ФРАГМЕНТ ТЕКСТА =
Слово и событие. Писатель и литература - [176]
Происходит, как мы заметили, срыв. Вместе с ним меняется стиль. После искусственного ухода из безумия, в которое естественно вела до сих пор логика событий, кошмарным реализмом стиль назвать уже нельзя. Для другой его характеристики ему не хватает отчетливости.
Литература примиряется с тем, что остаться без слов невозможно. Простое молчание? но как? Человек ходит заряженный словами. В литературе он может их развернуть. Сдержанные, они могут изнутри его взорвать. Утаиваемые, они могут быть извлечены из человека химией. Говори ты, иначе государство вынудит из тебя признание. Признание было бы извлечено из подавленного препаратами писателя, если бы он не сумел ударить в нужный момент сам. Весь народ вместе с ним из читающего стал пишущим. После зависания над бездной литературное огибание бытия так или иначе возобновилось. «Но, конечно, я несколько выровнял подробности… Правдивый рассказ не был точным отражением бытия. Да ведь и зачем удваивать реальность? (Аристотель)». Миновав бытие, слово всегда, неизбежно повернет правду как надо – кому? Конечно добру. Правоте своей, которая идет издалека, от Русской литературы. Скоро новое слово снова начнут наконец печатать.
Начать печататься писателю неизбежно. Он растравляет себя перед концом долгого поста: «Поверить, что для каких-то особых целей и высшего замысла необходимо, чтобы сейчас (в это время и в этой России) жили такие, как я, вне признания, вне имени и с умением творить тексты. Попробовать жить без Слова, живут же другие, риск или не риск жить молчащим, вот в чем вопрос и я – один из первых… Мое я переросло тексты. Я шагнул дальше». Говорится юродствуя после того как ударить уже было решено, а уход в молчание был окончательно не принят, туда отправлен двойник.
Следует серия пикантных переживаний в толпе стариков, молящих о публикации. Торжественно начать жить без Слова писатель не может без сообщения об этом. Крышку литературного гроба Маканин захлопывает навсегда над Писателем. Над кем именно, мы однако не знаем.

ЗАДАНИЯ К ТЕКСТУ =
a - Определите, согласуется ли с фрагментом каждое утверждение, и ответьте «да» или «нет», приведя решающие слова фрагмента точной цитатой: (i) после срыва стиль по-прежнему можно назвать кошмарным реализмом; (ii) весь народ вместе с писателем из читающего стал пишущим; (iii) Маканин захлопывает крышку литературного гроба над Писателем лишь на время.
b - Перескажите в виде краткого списка абзац фрагмента, начинающийся словами «Начать печататься писателю неизбежно», сохранив его основные факты.

ИСХОДНЫЕ ДАННЫЕ =

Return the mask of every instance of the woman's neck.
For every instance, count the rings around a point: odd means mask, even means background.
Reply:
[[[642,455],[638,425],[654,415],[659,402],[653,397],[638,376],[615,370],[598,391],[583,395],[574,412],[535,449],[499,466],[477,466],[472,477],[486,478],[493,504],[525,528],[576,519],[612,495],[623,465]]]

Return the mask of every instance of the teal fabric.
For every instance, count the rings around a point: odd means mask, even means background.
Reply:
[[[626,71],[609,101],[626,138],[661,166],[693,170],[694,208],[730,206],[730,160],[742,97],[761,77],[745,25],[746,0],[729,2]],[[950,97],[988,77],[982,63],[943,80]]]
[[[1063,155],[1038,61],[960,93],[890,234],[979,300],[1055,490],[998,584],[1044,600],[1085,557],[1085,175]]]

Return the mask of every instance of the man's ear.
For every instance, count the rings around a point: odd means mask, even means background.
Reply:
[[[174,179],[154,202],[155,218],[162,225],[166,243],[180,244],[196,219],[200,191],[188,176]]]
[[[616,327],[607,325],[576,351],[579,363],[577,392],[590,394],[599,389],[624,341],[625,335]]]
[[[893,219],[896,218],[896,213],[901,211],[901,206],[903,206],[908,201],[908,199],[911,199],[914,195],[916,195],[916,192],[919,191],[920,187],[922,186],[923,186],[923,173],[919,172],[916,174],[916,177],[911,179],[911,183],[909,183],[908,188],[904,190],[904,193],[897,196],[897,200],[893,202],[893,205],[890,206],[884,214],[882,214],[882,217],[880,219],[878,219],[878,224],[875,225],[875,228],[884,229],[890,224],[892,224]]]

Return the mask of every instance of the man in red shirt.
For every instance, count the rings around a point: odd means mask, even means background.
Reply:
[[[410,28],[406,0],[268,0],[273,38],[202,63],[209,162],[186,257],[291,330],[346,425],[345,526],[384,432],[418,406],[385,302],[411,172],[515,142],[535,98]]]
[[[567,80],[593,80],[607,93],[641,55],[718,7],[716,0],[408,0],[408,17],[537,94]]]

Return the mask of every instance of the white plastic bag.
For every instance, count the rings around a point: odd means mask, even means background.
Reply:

ОТВЕТЫ =
a -
(i) Нет: «кошмарным реализмом стиль назвать уже нельзя».
(ii) Да: «Весь народ вместе с ним из читающего стал пишущим».
(iii) Нет: «Крышку литературного гроба Маканин захлопывает навсегда над Писателем».

b -
- Писателю неизбежно начать печататься.
- Перед концом долгого поста он растравляет себя мыслью, что ему нужно жить вне признания и имени, без Слова, молча, ведь его «я» переросло тексты.
- Эти слова звучат юродствуя: решение ударить уже принято, а уход в молчание окончательно отвергнут.
- В молчание отправлен двойник.